Rewrite the material from its first line up to and including the line containing "[[115, 0, 135, 114], [78, 49, 86, 76]]" as a two-column CSV headed request and answer, one row per request. Enclose each request's text and its answer in quotation marks as single fields, and replace line breaks with spaces.

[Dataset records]
****
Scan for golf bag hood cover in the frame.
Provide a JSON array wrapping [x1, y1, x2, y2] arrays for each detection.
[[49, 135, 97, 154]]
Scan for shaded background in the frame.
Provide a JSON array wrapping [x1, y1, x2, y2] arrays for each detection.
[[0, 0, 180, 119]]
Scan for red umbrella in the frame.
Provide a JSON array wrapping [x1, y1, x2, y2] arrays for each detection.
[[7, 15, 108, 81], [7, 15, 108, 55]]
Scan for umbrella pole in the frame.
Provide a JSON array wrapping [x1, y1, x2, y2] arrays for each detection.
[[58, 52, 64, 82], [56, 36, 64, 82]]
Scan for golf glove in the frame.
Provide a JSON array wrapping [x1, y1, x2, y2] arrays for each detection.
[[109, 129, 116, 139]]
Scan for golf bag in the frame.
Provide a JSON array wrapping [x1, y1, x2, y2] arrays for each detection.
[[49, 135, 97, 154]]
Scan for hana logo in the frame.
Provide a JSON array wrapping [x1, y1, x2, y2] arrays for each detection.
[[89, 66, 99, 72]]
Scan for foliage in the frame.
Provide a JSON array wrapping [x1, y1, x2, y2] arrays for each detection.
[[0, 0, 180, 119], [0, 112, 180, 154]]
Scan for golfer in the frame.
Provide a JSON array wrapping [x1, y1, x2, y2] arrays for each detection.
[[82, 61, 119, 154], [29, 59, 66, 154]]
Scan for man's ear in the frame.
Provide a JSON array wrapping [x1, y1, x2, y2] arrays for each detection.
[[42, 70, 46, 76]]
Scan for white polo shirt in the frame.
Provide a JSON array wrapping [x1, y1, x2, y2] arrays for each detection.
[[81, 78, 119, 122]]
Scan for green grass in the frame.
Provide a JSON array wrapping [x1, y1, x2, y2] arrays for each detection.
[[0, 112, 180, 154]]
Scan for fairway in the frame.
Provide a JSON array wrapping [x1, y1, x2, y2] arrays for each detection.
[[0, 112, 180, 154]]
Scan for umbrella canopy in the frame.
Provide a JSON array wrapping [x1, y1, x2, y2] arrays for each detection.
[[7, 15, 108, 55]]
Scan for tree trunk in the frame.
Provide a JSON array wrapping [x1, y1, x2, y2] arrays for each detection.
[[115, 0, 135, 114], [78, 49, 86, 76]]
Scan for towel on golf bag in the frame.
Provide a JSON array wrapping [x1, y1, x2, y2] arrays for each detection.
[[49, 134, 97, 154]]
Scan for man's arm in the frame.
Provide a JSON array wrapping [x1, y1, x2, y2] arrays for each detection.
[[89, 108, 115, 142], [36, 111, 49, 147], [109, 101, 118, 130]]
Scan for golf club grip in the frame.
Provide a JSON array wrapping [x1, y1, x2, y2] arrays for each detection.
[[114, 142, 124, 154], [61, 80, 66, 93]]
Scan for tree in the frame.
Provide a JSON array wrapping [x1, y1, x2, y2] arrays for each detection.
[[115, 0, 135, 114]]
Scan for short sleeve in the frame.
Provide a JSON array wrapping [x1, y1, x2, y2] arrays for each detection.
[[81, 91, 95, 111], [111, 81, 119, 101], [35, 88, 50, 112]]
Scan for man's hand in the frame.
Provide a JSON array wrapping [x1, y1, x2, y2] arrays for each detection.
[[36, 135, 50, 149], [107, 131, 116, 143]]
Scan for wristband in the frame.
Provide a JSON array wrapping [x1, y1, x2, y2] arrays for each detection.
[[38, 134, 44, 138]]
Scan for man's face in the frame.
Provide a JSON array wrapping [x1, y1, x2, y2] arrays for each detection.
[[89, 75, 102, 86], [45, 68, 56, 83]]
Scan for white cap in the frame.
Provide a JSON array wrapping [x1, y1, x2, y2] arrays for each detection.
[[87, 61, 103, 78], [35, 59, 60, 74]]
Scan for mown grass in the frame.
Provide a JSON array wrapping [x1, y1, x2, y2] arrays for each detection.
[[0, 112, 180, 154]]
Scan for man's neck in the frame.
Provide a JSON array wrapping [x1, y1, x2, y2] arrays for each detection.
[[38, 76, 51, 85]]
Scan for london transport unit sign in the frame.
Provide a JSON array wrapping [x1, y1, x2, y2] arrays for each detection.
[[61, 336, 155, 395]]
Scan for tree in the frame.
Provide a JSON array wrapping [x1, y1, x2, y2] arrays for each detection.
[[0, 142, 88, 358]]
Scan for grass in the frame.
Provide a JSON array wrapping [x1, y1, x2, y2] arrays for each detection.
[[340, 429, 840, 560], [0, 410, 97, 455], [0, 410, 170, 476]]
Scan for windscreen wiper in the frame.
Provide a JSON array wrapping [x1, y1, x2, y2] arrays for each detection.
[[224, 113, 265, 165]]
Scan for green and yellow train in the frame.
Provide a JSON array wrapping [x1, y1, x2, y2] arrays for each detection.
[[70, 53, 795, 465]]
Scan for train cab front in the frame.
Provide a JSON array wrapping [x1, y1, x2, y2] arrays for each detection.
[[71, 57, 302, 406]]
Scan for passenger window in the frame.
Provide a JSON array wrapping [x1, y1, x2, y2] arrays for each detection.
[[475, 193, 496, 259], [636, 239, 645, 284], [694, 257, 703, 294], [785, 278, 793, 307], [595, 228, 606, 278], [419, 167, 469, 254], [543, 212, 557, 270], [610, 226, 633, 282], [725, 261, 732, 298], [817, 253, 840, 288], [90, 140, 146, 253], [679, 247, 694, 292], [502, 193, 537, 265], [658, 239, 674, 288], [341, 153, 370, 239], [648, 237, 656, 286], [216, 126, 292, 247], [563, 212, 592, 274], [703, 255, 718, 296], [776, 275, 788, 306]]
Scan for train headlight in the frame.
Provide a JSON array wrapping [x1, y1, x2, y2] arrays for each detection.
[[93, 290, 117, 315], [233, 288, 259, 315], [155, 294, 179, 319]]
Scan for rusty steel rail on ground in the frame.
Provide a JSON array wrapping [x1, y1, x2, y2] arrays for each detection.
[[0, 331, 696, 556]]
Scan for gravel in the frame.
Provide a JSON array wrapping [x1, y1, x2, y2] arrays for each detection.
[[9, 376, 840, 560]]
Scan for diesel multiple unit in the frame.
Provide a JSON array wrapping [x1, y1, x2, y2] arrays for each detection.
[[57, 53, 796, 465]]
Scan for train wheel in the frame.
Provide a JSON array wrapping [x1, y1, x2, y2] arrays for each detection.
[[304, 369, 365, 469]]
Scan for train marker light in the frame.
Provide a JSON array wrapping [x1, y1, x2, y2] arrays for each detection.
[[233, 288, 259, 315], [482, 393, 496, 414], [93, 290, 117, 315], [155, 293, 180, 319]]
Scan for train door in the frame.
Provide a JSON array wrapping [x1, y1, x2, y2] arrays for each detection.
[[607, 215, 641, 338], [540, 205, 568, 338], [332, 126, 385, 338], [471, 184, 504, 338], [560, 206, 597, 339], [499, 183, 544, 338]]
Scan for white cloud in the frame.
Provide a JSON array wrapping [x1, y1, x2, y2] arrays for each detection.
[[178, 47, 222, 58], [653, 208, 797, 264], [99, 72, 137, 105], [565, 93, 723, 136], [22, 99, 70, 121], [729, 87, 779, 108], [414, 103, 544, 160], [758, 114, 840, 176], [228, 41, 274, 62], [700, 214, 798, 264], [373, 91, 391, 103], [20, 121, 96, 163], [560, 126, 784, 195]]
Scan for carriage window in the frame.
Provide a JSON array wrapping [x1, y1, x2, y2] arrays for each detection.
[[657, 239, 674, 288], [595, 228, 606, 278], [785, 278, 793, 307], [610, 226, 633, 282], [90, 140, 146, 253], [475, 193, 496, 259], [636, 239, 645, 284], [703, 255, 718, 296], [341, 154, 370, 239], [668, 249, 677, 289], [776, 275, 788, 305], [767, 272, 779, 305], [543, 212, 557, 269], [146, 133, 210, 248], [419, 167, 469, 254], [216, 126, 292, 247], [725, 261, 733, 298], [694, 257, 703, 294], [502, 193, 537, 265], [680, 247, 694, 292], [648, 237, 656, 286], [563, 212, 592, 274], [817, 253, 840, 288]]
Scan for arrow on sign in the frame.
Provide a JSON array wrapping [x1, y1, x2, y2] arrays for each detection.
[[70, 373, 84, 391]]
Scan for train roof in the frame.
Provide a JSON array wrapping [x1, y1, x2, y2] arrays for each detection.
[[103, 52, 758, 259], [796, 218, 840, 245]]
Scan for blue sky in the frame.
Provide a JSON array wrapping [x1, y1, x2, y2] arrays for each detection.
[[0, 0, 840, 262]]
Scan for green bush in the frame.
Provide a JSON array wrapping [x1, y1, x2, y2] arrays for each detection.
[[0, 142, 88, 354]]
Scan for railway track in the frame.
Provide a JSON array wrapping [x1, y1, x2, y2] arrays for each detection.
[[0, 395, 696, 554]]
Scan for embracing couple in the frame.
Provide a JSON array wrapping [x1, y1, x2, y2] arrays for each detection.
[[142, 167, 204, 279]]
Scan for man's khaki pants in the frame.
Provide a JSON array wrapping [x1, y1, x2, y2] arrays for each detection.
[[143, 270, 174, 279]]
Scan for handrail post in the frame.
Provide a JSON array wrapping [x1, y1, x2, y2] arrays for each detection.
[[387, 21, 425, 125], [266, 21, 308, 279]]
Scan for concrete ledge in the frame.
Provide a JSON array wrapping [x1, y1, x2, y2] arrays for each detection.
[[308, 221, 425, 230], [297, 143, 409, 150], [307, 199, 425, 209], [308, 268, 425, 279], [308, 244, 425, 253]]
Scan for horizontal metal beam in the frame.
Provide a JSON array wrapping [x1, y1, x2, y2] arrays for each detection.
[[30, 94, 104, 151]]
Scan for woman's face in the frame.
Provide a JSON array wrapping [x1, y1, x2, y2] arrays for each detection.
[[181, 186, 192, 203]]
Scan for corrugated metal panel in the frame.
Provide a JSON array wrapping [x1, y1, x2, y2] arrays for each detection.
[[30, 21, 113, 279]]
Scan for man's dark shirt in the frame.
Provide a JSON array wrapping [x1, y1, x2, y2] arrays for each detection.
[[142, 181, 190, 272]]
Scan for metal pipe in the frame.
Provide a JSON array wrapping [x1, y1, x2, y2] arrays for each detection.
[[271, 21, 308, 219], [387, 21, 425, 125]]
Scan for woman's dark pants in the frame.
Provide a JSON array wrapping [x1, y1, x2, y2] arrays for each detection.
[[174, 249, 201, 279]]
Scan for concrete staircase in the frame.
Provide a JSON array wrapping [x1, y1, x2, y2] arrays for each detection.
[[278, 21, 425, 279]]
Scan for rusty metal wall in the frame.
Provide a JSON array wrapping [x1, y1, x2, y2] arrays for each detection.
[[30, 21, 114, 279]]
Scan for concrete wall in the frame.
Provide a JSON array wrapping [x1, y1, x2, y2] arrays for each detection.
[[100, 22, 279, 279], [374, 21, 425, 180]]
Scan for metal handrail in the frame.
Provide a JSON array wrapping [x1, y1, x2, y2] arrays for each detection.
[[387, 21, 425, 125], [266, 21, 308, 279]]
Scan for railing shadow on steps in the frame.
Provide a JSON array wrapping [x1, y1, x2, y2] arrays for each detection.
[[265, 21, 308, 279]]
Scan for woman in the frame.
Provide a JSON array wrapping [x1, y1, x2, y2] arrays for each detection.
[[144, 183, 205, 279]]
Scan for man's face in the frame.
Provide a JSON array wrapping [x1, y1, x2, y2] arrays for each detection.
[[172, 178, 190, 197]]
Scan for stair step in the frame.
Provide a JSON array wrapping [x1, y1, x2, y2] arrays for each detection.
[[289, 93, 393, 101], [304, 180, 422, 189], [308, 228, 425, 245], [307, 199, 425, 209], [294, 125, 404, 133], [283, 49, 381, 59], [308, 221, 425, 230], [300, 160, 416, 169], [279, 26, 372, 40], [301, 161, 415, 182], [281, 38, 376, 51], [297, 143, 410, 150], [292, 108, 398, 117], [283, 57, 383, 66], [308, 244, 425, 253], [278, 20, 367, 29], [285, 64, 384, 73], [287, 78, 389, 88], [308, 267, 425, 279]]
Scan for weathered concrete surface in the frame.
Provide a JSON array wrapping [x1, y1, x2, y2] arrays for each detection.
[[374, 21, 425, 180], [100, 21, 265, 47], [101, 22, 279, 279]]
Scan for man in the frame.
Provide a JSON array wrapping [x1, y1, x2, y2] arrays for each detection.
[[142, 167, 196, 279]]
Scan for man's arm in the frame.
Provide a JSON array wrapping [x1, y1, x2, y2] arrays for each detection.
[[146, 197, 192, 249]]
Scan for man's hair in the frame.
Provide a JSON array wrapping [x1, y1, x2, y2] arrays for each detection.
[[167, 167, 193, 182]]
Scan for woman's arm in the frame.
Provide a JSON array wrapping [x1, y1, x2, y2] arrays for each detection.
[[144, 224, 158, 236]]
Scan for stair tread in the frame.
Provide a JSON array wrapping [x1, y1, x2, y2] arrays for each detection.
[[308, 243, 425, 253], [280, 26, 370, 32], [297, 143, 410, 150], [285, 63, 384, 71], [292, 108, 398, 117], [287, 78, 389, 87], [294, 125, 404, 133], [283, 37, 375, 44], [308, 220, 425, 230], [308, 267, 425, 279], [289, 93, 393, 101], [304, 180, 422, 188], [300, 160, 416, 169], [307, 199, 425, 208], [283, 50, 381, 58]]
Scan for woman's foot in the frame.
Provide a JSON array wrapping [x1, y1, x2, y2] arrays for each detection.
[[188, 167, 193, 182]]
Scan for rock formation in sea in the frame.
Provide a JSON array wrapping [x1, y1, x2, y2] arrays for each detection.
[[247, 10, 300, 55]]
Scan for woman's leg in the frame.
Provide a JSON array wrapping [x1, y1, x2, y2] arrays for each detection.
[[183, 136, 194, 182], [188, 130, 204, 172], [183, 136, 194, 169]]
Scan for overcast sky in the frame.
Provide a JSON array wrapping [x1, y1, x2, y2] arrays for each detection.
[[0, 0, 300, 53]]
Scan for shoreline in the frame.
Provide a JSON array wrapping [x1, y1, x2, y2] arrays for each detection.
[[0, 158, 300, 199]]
****
### [SOLUTION TO THIS PROBLEM]
request,answer
"Scan for golf bag hood cover in the frame. Provide a JSON array wrapping [x1, y1, x2, y2] arrays for each detection.","[[49, 135, 97, 154]]"
"Scan for shaded background in the frame. Provide a JSON array wrapping [x1, y1, x2, y2] arrays for each detection.","[[0, 0, 180, 119]]"
"Scan for red umbrella in the frame. Provide a JSON array wrapping [x1, y1, x2, y2] arrays for each detection.","[[7, 15, 108, 81], [7, 15, 108, 55]]"
"Scan for umbrella pole in the frame. Provide a JSON array wrapping [x1, y1, x2, y2] arrays for each detection.","[[58, 52, 64, 82], [56, 36, 64, 82]]"
"Scan for golf glove in the frame. Provide a JSON array wrapping [x1, y1, x2, y2] arrays for each detection.","[[109, 129, 116, 139]]"
"Scan for golf bag in the frame. Provide a JSON array wrapping [x1, y1, x2, y2] arrays for each detection.","[[49, 135, 97, 154]]"
"Scan for hana logo in the frame. Provide a JSON array wrapping [x1, y1, x2, y2] arrays for each detection.","[[89, 66, 99, 72]]"
"Scan for foliage in the frame. Provide a JSON array wrapping [x1, y1, x2, y2] arrays for each detection.","[[0, 0, 180, 119], [0, 112, 180, 154]]"
"Scan for golfer in the frame. Provide a JSON array wrapping [x1, y1, x2, y2] arrays for each detection.","[[82, 61, 119, 154], [29, 59, 66, 154]]"
"Scan for man's ear in the frame. Provide a JSON array wrapping [x1, y1, x2, y2] arrays for each detection.","[[42, 70, 46, 76]]"
"Scan for white polo shirt in the frame. Provide a JSON array wrapping [x1, y1, x2, y2] arrays for each detection.","[[81, 78, 119, 122]]"
"Scan for green grass in the frame. Provide a JSON array wrapping [x1, y1, x2, y2] arrays for each detection.","[[0, 112, 180, 154]]"
"Scan for fairway in the frame. Provide a JSON array wrapping [x1, y1, x2, y2] arrays for each detection.","[[0, 112, 180, 154]]"
"Scan for umbrella canopy in the frame. Provide a JSON array wrapping [x1, y1, x2, y2] arrays for each detection.","[[7, 15, 108, 55]]"
"Scan for tree trunk in the frame. Provide a JSON array wrapping [x1, y1, x2, y2] arrays for each detection.","[[115, 0, 135, 114], [78, 49, 86, 76]]"